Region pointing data
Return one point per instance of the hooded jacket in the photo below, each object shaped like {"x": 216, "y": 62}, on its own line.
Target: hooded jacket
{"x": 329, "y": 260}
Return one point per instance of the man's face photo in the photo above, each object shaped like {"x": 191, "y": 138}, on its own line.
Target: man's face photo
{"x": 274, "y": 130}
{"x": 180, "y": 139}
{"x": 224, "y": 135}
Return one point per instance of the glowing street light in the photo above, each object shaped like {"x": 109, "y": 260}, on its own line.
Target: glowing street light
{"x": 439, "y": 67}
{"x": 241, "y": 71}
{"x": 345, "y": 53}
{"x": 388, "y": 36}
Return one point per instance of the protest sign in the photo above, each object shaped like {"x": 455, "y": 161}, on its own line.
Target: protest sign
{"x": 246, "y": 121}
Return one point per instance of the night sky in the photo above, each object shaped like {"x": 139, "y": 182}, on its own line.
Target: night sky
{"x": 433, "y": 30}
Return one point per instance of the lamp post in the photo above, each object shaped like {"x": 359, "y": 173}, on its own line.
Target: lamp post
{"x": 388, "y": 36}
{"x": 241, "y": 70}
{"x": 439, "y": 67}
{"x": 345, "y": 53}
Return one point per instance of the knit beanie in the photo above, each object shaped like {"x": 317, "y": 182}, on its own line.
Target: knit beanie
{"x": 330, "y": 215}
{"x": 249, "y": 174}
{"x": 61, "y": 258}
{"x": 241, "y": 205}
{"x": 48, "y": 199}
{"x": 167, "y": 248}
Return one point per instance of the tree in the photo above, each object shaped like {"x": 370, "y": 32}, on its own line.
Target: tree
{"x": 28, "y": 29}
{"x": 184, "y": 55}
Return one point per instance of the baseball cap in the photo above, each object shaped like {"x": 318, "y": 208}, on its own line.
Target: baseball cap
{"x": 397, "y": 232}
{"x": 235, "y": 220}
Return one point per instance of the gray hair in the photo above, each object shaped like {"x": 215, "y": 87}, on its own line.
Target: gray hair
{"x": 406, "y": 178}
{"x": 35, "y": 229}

* [WHAT YOU SHOULD DO]: Nothing but the lines from the one containing "Target: night sky" through the end of the entries belongs in the answer; repeat them exactly.

* [RESULT FOR THIS EXERCISE]:
Target: night sky
{"x": 433, "y": 30}
Return one point per instance of the lamp post in the photo above, each object shaped like {"x": 359, "y": 173}, on its own line.
Target: lamp post
{"x": 388, "y": 36}
{"x": 241, "y": 70}
{"x": 439, "y": 67}
{"x": 345, "y": 53}
Return one point per instance of the knit beanie in the photo above, each object shaped like {"x": 317, "y": 182}, on its own line.
Target: knit beanie
{"x": 330, "y": 215}
{"x": 249, "y": 174}
{"x": 61, "y": 258}
{"x": 241, "y": 205}
{"x": 48, "y": 199}
{"x": 167, "y": 248}
Return one point per instance of the tree in the photo above, each object shaped like {"x": 370, "y": 32}, on its own line.
Target: tree
{"x": 28, "y": 29}
{"x": 184, "y": 55}
Return one point per instance of the baseball cap in the photo above, each object shaped like {"x": 318, "y": 208}, on its own line.
Target: baseball cap
{"x": 397, "y": 232}
{"x": 235, "y": 220}
Return one point per instance of the gray hair in the photo above, each object shaped like {"x": 215, "y": 87}, on its own line.
Target: gray hair
{"x": 406, "y": 178}
{"x": 35, "y": 229}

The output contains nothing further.